● **WORK REQUEST**
All of the data below needs to be set down again, exactly as shown.

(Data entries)

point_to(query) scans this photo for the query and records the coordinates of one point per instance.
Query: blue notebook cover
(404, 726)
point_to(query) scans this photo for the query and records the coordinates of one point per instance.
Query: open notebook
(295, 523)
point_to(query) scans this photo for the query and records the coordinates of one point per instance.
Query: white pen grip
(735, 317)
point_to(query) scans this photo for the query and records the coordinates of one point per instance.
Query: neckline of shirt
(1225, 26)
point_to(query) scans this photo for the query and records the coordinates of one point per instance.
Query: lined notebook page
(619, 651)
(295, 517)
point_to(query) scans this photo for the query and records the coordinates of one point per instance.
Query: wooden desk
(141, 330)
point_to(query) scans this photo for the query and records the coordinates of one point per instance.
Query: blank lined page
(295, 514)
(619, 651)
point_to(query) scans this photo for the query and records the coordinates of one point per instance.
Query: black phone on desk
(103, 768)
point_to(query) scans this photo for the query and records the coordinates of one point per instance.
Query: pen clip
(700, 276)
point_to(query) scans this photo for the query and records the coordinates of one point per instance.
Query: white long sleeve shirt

● **YOUR SOLUTION**
point_to(query) scans this photo for the query and records the coordinates of one point per instance.
Query: blue notebook cover
(404, 726)
point_to(query) scans this photo for the query and records the coordinates of one point per instance.
Query: open notebook
(295, 523)
point_to(query) scans this photo for the query and records the coordinates of one point per instance.
Query: white pen grip
(735, 317)
point_to(query) scans this photo for the query and records the coordinates of one point per instance.
Query: neckline of shirt
(1225, 26)
point_to(query) scans this photo for the query and records the coordinates of one point per instance.
Query: lined notebook page
(619, 651)
(295, 517)
point_to(query) scans this photo for the query and records the coordinates of one point per instance.
Query: wooden desk
(141, 330)
point_to(query) scans this photo for the query and records the coordinates of one point per instance.
Query: blank lined page
(295, 514)
(619, 651)
point_to(query) scans this photo for the query and records the coordinates of one point per instance.
Query: black phone on desk
(103, 768)
point_to(query) scans this photo for the query and records the coordinates of one point per instance.
Query: pen clip
(700, 276)
point_to(query) scans this photo for the query and records the coordinates of one point per instance.
Query: white long sleeve shirt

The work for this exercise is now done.